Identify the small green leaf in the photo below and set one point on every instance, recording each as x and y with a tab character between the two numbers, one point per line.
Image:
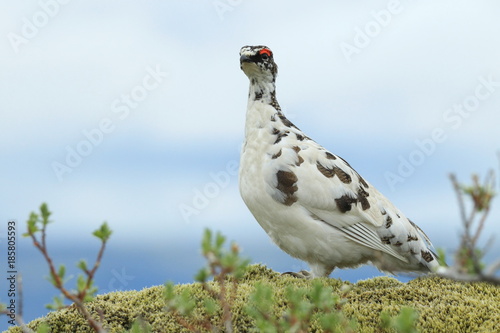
81	283
43	328
103	233
211	306
44	210
206	242
61	272
57	304
82	264
202	275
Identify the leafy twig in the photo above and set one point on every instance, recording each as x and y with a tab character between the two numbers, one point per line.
85	288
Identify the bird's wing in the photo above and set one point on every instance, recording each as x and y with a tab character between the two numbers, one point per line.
332	191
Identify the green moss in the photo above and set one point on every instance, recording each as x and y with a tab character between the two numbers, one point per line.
443	305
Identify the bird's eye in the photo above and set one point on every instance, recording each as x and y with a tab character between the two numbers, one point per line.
265	54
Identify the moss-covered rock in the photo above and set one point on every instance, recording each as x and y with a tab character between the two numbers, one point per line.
443	305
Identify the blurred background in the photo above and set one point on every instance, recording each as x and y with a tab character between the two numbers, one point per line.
133	113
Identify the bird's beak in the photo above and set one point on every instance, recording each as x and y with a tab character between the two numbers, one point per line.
245	58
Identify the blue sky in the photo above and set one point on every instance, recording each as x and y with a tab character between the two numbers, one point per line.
133	113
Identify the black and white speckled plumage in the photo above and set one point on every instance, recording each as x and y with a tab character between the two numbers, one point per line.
311	202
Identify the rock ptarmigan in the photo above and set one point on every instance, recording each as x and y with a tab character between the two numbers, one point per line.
311	202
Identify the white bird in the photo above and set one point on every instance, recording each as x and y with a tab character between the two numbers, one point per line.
311	202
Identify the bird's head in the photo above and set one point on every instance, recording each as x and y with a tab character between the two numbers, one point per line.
257	62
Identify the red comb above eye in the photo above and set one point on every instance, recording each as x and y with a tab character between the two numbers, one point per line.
266	51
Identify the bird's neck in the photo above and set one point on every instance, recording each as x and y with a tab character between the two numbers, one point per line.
262	105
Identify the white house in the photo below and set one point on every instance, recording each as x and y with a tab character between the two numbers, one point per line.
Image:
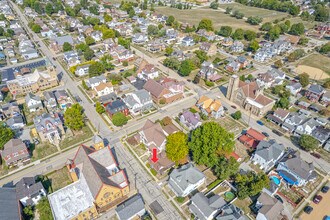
185	179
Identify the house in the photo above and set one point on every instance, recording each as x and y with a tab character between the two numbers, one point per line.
270	78
294	87
278	116
314	92
132	208
251	138
205	208
49	100
33	102
208	72
292	121
152	136
49	127
9	206
104	89
138	101
209	48
148	72
190	120
63	99
95	81
161	94
16	122
269	208
237	47
82	70
210	107
267	154
321	134
15	153
231	212
306	127
187	41
117	106
295	171
29	192
98	185
185	180
249	96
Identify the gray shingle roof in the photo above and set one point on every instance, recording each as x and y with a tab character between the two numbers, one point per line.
130	207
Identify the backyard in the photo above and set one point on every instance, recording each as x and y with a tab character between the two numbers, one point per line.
218	17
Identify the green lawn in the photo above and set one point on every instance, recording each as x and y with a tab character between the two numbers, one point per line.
267	15
318	61
194	16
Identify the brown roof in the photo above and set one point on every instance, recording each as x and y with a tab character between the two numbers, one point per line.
93	165
263	100
154	88
153	132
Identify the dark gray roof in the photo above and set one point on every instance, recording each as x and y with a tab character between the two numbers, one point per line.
9	205
183	177
130	207
202	206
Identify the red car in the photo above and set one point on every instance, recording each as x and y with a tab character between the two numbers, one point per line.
317	199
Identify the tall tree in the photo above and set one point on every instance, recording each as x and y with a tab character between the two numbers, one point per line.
177	146
208	141
74	118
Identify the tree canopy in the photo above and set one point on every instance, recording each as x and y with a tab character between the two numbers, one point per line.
177	146
208	141
74	118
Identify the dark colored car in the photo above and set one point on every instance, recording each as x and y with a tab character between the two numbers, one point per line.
325	189
308	209
318	156
260	122
265	133
317	199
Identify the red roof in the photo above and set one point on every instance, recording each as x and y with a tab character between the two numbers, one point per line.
255	134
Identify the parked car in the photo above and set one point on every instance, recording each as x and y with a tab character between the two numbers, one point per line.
317	199
265	133
325	189
308	209
260	122
318	156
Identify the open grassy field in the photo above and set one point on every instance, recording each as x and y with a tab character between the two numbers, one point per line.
267	15
194	16
317	61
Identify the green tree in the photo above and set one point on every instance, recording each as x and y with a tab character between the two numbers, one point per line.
74	118
254	46
177	146
5	135
205	24
119	119
308	142
250	184
99	108
95	69
67	47
49	9
226	168
238	34
44	210
225	31
297	29
304	79
89	54
186	67
89	40
208	141
237	115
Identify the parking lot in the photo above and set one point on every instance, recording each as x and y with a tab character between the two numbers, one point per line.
320	210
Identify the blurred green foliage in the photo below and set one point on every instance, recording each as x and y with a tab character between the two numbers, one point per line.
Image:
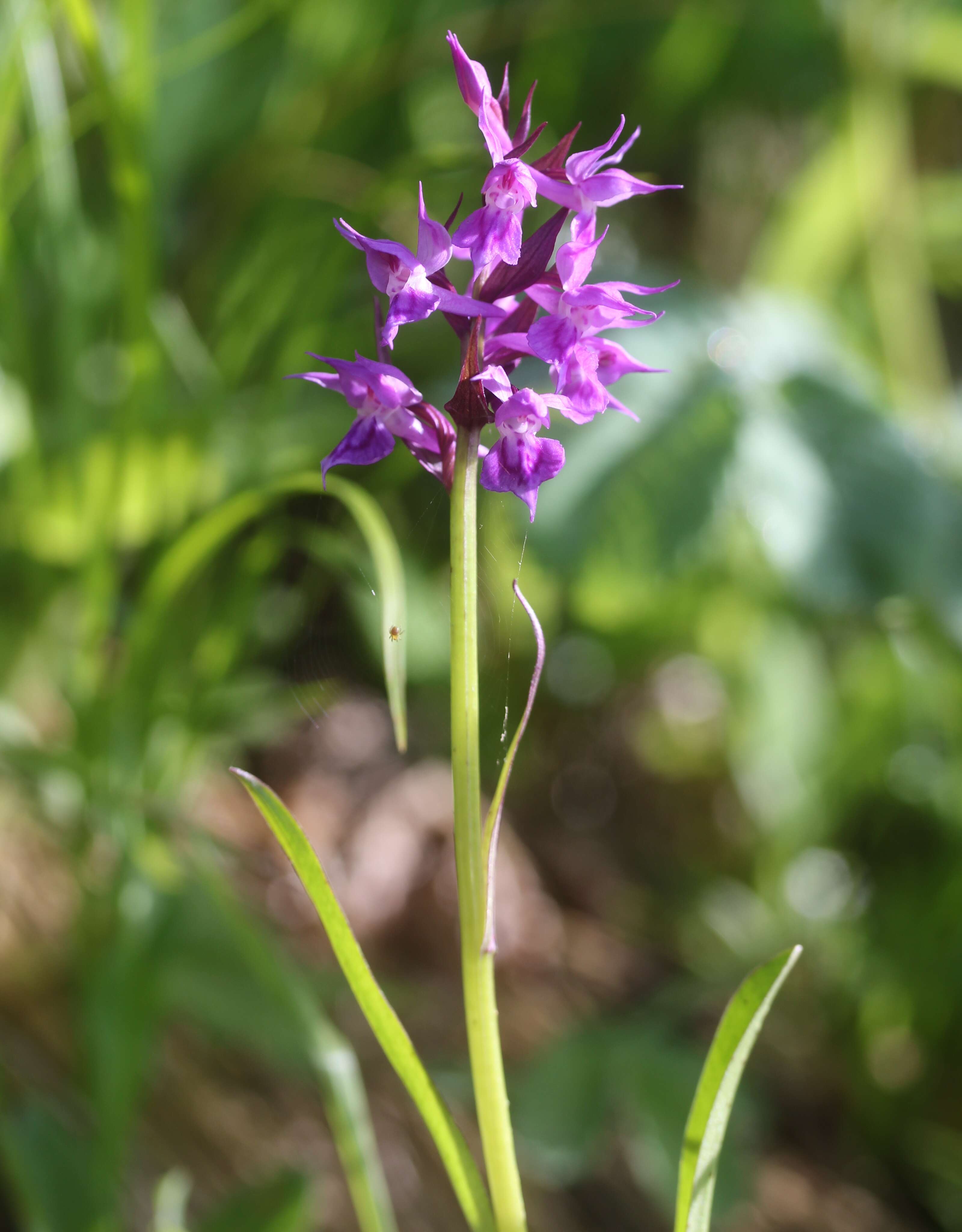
753	599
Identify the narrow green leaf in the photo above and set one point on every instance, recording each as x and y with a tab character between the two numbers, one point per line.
381	1017
716	1093
293	1002
189	555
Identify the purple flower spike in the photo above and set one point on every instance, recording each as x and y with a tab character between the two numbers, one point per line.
493	233
593	183
404	276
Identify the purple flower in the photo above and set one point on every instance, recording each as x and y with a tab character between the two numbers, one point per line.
------------
Your task => The response is the full listing, copied exactly, with the pictures omitted.

Result for this exercise =>
Identify the small green leaf in the photo below and set one point on every instance, recording each as x and y with a tab character between the two numbers, one point per line.
Image:
81	283
43	328
103	233
211	306
44	210
206	242
61	272
57	304
82	264
202	275
Identify the leafy twig in the photo above and set one point on every instance, recording each as x and y with a tab character between the two numbers, one point per line.
85	288
Identify the bird's wing in the photo above and set one point on every instance, recording each as x and y with a tab character between the two numbers, one point per line.
332	191
Identify the green moss in the photo above and set one point on every instance, recording each as x and y with a tab character between the two numbers, one point per line.
443	305
Identify the bird's eye in the photo above and set one point on every instance, recording each as x and y with a tab character between the two numbers, one point per line.
265	54
Identify the moss-covered rock in the photo above and set one point on every instance, recording each as x and y with a tab character between the two numbers, one point per line.
443	305
Identify the blurred background in the photo above and set one point on every instance, recording each as x and y with a tab character between the two numbers, one point per line.
133	113
Identify the bird's beak in the photo above and set one point on every instance, recording each as x and y with a tab character between the two numbers, one point per line.
245	58
Identify the blue sky in the photo above and set one point on every instance, recording each as x and y with a tab character between the two numbers, one point per line.
133	113
Identify the black and white speckled plumage in the photo above and set one point on every instance, recording each as x and y with a tab character between the two numbers, one point per line.
311	202
Identify the rock ptarmigan in the photo above and set one point on every instance, recording each as x and y with a tab character between the two numbers, one point per line.
311	202
Identify the white bird in the photo above and set one point on every instance, recording each as x and y with a tab character between the two numbers, one point per line.
311	202
Identify the bird's head in the photo above and set one point on every instance, recording each as x and y with a tab character between the two numbers, one point per line.
257	62
Identify the red comb above eye in the photo above and set one point on every instance, recording each as x and y with a tab character between the two numbers, one point per line.
266	51
Identify the bird's neck in the photo above and set one point on every instance, recording each as x and y with a tab character between the two numbers, one point per line.
262	105
Identify the white house in the photo below and set one point on every instance, recording each as x and y with a tab character between the two numbers, one point per line.
Image:
185	179
Identify the house in the photo above and set one point on every instance, recording each as x and y with a tab character between the two numbers, one point per line.
270	78
294	87
278	116
314	92
132	208
251	138
205	208
49	100
33	102
208	72
292	121
152	136
49	127
9	206
104	89
138	101
209	48
148	72
190	120
63	99
95	81
161	94
16	122
269	208
237	47
82	70
210	107
267	154
321	134
15	153
231	212
306	127
187	41
117	106
295	171
29	192
98	185
185	180
249	96
Identify the gray shingle roof in the photo above and set one point on every instance, recording each as x and y with a tab character between the two numbers, one point per line.
130	207
Identify the backyard in the photo above and set one point on every instance, recording each as x and y with a tab character between the two numbers, one point per line.
218	17
Identify the green lawn in the photo above and set one point on every instance, recording each as x and y with a tab character between the two numbers, one point per line.
267	15
318	61
194	16
Identify the brown roof in the photo above and set one point on every instance, recording each as x and y with a tab character between the two numbers, one point per line.
93	165
263	100
154	88
153	132
Identify the dark gray roof in the photo above and set one point on every instance, recording each as x and y with a tab character between the two numbers, one point per line.
9	205
183	177
130	207
202	206
Identify the red car in the photo above and set one point on every instance, recording each as x and y with a tab character between the two numbers, one point per line.
317	199
Identify the tall tree in the photo above and set one point on every instance, recording each as x and y with a tab character between the two numbers, one point per line.
177	146
208	141
74	118
Identify the tree canopy in the photo above and set one point on every instance, recording each as x and y with a tab character between the two numbers, one point per line.
177	146
208	141
74	118
Identify the dark colored car in the photo above and set one point on every instance, recording each as x and y with a tab character between the two numbers, one point per line.
325	189
308	209
318	156
260	122
265	133
317	199
Identify the red roof in the photo above and set one point on every instance, recording each as x and y with a tab character between the two numbers, one point per line.
255	134
Identify the parked car in the photo above and set one point on every instance, recording each as x and y with a tab character between the two numbers, one point per line.
317	199
265	133
325	189
308	209
260	122
318	156
Identify the open grassy field in the photo above and set one point on every instance, recording each as x and y with a tab character between the two numbers, one point per line.
267	15
194	16
317	61
Identify the green tree in the photo above and set one point on every instance, recording each as x and y with a tab character between the two numbers, one point per line.
74	118
254	46
177	146
5	135
205	24
119	119
308	142
250	184
99	108
95	69
67	47
49	9
226	168
238	34
44	210
225	31
297	29
304	79
89	54
186	67
89	40
208	141
237	115
Identify the parking lot in the photo above and set one point on every instance, recording each as x and y with a tab character between the two numbers, one point per line.
320	210
Identify the blurred green foliage in the photo below and set one point on every instance, recording each as x and y with a tab character between the two numbers, one point per line.
Image:
753	599
Identify the narrow green leaf in the photo above and set one point on every instance, recording each as x and y with a tab character between the two numbers, one point per line.
381	1017
716	1093
293	1002
189	555
Identify the purple flower spike in the photo above and set one point on every instance, recording each as x and y with a tab character between the two numbers, one point per line.
493	233
593	183
404	276
Identify the purple flower in the photo above and set one point on every instance, recording each as x and y with a tab character between the two numbers, one point per line.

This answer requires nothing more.